◆ **WHAT THIS TASK INVOLVES**: Lines before the one containing "Rules. Find each instance of the woman's hand" are excluded; print that line and every line after it through the end of the material below, exactly.

[Coordinate annotation records]

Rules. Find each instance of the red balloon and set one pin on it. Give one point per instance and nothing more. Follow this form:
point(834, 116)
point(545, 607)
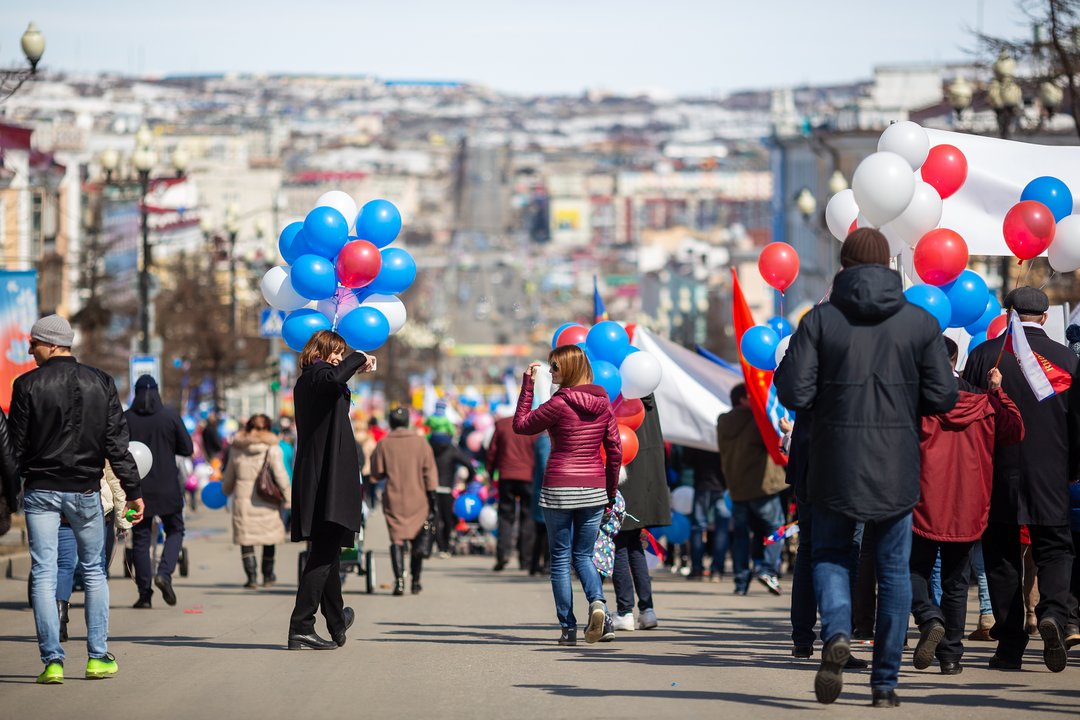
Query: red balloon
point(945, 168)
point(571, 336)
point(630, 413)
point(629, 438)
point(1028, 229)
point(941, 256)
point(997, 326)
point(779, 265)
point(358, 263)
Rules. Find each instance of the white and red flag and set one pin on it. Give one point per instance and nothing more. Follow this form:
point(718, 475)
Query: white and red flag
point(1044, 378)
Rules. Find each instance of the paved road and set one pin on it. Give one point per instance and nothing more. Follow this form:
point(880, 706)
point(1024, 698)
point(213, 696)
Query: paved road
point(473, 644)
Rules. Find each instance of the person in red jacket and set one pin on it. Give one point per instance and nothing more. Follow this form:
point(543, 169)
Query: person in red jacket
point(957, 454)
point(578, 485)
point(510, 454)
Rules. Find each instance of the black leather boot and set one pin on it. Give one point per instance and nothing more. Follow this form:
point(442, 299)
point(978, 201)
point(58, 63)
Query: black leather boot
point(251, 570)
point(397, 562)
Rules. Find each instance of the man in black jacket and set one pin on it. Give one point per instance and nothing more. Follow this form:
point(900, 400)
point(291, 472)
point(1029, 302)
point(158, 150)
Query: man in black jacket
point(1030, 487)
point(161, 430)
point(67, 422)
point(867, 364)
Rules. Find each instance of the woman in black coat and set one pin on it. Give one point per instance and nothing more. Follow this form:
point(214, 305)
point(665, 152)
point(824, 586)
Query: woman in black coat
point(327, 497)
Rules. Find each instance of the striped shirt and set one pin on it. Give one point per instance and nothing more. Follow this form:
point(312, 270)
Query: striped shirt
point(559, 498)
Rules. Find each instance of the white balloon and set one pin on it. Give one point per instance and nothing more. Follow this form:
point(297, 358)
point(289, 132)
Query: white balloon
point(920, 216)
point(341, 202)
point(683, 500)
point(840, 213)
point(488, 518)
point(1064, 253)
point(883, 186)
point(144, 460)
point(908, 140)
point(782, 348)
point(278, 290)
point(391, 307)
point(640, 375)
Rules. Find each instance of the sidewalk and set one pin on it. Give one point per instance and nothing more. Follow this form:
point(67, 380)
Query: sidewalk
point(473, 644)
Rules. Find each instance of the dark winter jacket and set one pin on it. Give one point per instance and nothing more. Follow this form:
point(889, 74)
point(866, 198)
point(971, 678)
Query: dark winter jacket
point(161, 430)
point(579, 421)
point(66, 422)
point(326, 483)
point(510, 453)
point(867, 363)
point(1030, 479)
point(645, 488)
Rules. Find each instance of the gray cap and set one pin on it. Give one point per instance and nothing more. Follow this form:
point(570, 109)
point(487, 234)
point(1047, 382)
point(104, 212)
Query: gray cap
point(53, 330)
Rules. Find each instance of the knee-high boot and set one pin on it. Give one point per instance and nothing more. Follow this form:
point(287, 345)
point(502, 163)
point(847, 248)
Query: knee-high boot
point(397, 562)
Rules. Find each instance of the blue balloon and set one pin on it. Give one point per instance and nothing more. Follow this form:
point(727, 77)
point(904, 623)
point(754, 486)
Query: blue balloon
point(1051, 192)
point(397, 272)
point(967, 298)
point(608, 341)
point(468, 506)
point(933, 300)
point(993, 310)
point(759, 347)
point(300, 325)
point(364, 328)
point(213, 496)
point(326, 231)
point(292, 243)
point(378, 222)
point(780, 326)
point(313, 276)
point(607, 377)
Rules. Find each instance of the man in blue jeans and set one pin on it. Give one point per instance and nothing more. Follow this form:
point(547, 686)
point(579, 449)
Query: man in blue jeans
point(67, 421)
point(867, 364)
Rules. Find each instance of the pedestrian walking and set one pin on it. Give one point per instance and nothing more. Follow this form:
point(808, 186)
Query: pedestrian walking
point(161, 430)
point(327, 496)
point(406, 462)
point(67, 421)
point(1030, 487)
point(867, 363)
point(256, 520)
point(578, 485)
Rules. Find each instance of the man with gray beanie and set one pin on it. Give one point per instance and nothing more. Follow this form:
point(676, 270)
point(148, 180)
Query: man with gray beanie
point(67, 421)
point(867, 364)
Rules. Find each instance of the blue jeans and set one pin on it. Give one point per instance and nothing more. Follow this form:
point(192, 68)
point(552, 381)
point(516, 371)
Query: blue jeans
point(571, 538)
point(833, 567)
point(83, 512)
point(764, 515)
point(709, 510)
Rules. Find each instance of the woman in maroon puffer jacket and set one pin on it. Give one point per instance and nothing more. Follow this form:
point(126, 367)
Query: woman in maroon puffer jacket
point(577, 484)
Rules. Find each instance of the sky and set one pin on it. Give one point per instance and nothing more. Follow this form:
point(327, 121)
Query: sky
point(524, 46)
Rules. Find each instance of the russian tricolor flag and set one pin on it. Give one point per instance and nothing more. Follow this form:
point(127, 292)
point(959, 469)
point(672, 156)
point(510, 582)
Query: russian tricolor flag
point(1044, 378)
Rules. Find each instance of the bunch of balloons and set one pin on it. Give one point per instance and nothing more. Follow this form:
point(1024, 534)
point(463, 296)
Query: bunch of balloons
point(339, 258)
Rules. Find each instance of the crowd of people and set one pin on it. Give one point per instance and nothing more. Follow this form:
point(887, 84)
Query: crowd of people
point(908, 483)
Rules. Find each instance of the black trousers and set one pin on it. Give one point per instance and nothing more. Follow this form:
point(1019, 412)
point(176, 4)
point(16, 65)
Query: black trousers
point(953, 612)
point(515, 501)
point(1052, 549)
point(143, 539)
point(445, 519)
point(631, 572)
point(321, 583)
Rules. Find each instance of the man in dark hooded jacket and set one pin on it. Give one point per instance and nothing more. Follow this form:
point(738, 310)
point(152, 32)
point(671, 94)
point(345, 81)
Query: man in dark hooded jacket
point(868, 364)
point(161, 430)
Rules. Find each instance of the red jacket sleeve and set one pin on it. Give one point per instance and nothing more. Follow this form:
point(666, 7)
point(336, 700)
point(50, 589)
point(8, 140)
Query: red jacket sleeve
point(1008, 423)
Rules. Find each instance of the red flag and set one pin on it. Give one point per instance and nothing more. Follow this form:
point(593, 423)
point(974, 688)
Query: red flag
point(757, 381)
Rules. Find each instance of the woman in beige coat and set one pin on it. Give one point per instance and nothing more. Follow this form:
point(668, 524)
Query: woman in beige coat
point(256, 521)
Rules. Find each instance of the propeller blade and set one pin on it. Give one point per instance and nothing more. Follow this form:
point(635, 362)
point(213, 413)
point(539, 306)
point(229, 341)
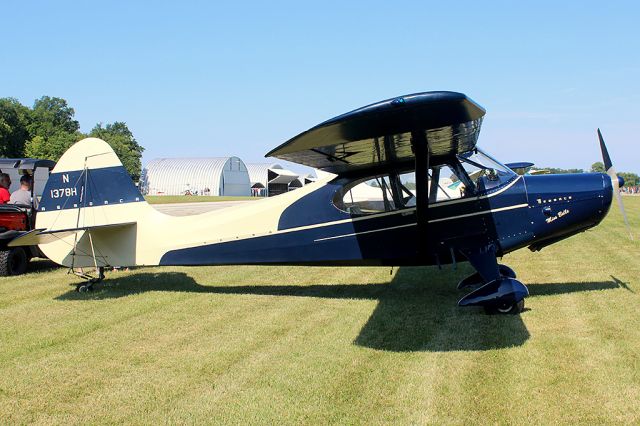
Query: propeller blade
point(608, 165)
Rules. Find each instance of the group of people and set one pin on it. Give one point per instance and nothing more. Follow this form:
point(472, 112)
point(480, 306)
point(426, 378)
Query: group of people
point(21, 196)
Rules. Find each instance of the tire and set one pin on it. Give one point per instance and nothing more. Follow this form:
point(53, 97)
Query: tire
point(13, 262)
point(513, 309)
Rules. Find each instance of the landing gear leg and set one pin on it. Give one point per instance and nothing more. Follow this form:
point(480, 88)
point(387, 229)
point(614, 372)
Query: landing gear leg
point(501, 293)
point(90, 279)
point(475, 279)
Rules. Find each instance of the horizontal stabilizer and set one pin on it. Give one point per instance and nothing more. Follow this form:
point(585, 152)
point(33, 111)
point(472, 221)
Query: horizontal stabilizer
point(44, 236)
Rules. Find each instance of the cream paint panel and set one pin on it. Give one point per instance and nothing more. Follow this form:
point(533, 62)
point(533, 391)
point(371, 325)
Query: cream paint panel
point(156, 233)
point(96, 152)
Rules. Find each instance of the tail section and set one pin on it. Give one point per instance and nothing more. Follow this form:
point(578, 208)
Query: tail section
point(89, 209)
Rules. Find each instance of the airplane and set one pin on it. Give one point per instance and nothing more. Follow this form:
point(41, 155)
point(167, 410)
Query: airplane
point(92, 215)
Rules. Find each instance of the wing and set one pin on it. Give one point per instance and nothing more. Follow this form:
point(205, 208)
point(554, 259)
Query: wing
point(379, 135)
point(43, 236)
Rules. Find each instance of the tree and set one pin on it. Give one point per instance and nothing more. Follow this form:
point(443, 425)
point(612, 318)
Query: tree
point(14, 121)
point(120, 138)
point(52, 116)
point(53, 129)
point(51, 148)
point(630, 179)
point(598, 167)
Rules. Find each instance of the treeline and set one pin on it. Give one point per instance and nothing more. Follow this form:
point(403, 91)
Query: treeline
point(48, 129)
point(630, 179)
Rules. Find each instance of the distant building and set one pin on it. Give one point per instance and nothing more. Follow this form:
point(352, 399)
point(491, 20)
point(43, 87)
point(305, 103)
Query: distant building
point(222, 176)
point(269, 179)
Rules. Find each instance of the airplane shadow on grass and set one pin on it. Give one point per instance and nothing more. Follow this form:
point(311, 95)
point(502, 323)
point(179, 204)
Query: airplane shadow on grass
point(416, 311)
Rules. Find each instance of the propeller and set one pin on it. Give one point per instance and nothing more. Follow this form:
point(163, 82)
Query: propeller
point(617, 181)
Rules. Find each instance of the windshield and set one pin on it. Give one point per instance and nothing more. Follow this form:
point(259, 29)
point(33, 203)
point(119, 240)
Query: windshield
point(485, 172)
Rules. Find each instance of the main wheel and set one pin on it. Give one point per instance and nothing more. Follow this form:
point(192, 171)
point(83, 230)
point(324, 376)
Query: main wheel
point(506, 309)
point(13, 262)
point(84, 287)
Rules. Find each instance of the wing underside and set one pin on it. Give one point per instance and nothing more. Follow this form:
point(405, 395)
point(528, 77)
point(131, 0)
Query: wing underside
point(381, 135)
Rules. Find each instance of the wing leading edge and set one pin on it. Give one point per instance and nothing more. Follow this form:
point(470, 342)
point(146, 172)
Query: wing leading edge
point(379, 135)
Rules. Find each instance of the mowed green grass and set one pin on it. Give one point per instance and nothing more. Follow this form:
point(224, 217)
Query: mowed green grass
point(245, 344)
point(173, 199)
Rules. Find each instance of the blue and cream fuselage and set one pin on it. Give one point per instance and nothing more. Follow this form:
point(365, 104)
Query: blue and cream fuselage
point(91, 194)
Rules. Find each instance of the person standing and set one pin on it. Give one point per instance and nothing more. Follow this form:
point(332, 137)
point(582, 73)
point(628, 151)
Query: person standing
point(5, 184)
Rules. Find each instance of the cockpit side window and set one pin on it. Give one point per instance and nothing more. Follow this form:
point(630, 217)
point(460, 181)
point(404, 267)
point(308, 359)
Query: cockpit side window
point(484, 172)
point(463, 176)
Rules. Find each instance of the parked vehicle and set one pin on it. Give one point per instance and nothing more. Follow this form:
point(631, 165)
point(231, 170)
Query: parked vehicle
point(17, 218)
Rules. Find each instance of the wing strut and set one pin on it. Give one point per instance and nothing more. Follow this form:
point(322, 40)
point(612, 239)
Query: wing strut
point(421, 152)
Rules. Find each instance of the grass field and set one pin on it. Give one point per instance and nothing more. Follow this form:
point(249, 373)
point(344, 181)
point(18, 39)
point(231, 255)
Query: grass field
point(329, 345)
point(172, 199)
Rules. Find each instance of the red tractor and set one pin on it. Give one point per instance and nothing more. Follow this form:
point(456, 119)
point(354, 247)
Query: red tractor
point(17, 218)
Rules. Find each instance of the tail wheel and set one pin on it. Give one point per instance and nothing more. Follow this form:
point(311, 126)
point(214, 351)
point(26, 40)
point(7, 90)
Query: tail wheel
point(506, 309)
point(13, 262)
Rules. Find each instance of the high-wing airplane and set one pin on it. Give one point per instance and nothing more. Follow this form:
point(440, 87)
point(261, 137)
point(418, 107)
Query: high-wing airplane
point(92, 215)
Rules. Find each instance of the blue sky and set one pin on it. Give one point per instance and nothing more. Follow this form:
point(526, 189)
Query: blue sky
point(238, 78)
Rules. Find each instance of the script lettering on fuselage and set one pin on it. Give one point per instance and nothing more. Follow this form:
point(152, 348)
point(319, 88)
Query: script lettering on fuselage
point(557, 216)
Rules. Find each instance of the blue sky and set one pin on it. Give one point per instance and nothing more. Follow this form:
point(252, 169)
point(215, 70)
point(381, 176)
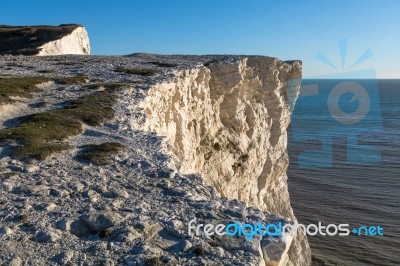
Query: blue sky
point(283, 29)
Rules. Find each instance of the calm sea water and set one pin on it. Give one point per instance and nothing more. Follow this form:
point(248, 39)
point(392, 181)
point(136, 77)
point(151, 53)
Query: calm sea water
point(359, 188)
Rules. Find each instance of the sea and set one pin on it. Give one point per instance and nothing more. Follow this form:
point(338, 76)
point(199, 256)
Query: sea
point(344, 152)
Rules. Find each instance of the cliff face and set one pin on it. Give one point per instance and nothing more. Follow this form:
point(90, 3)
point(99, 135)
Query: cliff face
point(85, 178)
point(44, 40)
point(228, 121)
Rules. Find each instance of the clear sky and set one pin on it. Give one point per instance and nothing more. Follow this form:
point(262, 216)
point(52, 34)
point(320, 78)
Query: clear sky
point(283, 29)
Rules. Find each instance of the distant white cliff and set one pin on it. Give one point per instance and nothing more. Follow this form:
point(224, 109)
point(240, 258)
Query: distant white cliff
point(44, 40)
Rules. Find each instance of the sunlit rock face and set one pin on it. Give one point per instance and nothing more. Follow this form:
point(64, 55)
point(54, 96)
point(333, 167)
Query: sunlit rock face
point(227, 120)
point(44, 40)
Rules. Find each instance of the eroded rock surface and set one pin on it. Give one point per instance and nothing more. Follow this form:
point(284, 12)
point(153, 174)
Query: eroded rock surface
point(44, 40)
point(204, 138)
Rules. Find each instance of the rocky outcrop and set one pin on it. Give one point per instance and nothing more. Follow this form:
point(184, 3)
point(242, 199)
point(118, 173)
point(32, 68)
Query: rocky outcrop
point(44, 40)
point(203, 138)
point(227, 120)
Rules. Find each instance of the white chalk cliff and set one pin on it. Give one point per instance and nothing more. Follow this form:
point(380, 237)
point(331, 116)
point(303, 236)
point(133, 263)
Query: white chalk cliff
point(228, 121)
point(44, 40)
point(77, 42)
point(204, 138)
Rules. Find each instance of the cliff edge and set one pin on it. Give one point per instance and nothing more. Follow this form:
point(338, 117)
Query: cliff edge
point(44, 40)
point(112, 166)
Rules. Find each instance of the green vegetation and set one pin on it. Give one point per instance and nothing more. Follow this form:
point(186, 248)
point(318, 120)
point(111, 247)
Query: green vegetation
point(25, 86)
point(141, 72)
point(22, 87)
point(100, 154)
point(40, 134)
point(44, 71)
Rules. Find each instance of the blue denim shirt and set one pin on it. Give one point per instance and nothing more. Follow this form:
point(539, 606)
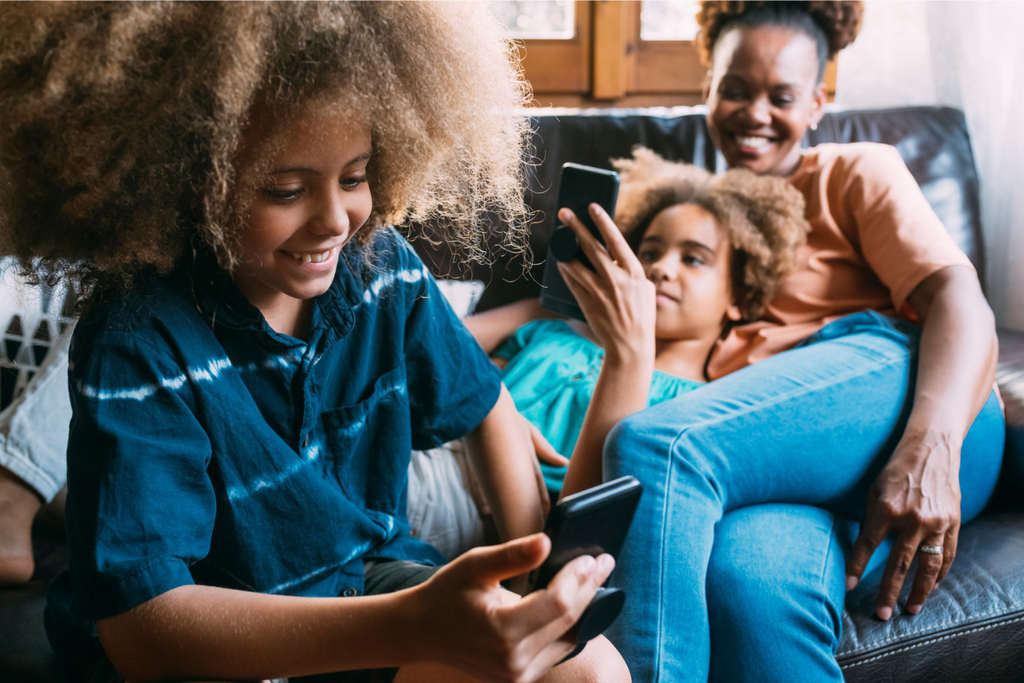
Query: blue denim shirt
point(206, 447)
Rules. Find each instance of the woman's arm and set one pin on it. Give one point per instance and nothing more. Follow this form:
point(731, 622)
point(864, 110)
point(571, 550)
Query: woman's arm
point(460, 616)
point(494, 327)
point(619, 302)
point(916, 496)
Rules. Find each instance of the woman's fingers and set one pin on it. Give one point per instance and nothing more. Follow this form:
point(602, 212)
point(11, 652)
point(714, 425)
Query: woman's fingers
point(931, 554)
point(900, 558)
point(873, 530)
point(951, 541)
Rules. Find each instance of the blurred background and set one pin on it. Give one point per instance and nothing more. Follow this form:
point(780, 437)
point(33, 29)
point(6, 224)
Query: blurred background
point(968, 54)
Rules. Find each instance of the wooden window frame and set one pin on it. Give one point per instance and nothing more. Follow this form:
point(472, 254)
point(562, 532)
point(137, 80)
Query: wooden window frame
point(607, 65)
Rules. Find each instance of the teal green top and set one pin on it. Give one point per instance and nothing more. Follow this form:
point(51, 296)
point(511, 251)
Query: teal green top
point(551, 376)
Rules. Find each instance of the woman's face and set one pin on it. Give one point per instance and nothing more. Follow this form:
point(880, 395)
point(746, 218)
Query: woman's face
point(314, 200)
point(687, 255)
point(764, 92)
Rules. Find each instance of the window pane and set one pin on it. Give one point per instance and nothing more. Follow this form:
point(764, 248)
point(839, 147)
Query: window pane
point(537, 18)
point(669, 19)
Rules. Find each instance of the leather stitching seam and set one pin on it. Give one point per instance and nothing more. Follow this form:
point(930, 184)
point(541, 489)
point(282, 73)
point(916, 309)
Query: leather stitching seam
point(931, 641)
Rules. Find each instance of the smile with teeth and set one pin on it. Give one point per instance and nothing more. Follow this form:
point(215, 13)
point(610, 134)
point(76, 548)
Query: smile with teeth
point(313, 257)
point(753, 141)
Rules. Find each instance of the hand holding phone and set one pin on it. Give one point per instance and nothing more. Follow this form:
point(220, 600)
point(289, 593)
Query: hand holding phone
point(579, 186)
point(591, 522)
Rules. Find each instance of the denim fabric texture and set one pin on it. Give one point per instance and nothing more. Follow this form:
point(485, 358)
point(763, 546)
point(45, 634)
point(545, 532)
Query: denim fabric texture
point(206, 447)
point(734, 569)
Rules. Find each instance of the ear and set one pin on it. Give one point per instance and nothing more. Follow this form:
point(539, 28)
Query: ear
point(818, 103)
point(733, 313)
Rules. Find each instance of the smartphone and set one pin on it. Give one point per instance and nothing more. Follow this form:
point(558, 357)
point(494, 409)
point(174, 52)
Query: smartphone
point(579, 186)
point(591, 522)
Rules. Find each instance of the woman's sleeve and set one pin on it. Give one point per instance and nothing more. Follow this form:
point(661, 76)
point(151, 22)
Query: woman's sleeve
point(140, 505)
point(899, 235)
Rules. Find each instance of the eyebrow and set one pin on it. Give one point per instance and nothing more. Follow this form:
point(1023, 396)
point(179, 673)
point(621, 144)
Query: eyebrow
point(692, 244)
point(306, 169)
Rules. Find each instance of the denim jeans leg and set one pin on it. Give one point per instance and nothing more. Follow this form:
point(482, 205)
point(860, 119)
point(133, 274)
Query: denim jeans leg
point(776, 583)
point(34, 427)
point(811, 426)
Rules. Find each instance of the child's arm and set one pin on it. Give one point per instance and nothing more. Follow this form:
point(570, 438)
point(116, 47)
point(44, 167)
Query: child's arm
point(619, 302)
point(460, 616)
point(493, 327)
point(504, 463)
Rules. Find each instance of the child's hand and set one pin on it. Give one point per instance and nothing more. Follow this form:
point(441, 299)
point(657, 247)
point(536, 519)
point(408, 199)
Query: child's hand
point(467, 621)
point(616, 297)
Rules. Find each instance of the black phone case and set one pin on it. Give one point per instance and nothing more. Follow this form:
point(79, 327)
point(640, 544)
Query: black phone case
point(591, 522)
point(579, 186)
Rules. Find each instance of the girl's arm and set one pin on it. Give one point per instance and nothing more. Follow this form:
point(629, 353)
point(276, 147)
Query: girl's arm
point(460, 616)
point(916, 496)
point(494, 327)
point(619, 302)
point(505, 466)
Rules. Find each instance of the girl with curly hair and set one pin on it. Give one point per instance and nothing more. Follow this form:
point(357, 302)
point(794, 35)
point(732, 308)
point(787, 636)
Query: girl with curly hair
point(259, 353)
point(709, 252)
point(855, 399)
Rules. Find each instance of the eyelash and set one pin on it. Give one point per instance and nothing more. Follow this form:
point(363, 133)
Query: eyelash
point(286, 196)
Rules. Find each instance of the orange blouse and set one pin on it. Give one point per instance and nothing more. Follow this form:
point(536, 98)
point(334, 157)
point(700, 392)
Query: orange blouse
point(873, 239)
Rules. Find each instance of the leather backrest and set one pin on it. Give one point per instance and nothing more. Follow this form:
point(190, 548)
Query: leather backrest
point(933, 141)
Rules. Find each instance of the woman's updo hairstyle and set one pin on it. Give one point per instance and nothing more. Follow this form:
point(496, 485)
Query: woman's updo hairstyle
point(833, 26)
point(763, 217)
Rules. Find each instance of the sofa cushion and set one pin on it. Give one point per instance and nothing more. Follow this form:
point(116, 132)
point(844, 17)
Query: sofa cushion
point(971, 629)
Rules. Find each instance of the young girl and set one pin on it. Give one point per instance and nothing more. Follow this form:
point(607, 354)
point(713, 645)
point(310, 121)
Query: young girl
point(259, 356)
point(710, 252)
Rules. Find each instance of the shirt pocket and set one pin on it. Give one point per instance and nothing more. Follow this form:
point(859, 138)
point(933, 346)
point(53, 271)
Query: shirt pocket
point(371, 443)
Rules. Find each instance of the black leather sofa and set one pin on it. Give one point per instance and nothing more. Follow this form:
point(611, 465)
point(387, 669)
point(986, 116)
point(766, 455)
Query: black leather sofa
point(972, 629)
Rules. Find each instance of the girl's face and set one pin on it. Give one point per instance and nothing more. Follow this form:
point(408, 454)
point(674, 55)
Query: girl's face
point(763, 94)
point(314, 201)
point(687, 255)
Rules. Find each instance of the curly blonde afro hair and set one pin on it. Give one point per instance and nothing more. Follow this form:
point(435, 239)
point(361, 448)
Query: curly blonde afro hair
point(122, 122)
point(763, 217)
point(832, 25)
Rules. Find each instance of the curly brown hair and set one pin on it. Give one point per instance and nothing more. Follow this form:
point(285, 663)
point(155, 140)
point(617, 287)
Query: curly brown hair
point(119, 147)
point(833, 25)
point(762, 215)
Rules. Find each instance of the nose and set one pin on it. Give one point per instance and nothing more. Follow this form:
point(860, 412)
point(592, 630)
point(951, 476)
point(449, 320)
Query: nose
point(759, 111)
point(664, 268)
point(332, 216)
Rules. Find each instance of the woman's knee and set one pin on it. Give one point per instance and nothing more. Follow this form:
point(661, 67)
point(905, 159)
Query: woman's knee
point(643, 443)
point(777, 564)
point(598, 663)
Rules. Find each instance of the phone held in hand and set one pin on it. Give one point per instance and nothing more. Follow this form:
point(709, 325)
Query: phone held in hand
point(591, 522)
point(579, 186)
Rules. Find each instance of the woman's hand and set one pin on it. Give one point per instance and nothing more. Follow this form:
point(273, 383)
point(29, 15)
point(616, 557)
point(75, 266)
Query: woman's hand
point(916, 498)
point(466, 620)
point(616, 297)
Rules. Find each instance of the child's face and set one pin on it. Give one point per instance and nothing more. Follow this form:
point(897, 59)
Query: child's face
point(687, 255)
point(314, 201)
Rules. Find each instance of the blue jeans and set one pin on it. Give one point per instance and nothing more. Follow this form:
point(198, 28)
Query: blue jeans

◆ **SOLUTION TO THIS EXERCISE**:
Rules. Find each instance of the woman's hand and set one pin on it. Give one point per instance and nothing more. Follow this form:
point(273, 383)
point(29, 15)
point(616, 557)
point(75, 266)
Query: woman's hand
point(916, 498)
point(466, 620)
point(616, 297)
Rules. Find each instance of the child's face and set one pin on it. Give one point per instance and nothing more. Follow this form:
point(897, 59)
Query: child's face
point(687, 255)
point(314, 201)
Rules. Find each instance of the blue jeans and set one pin on it. Give one point per instance and nothing more. Follow this form:
point(198, 28)
Query: blue jeans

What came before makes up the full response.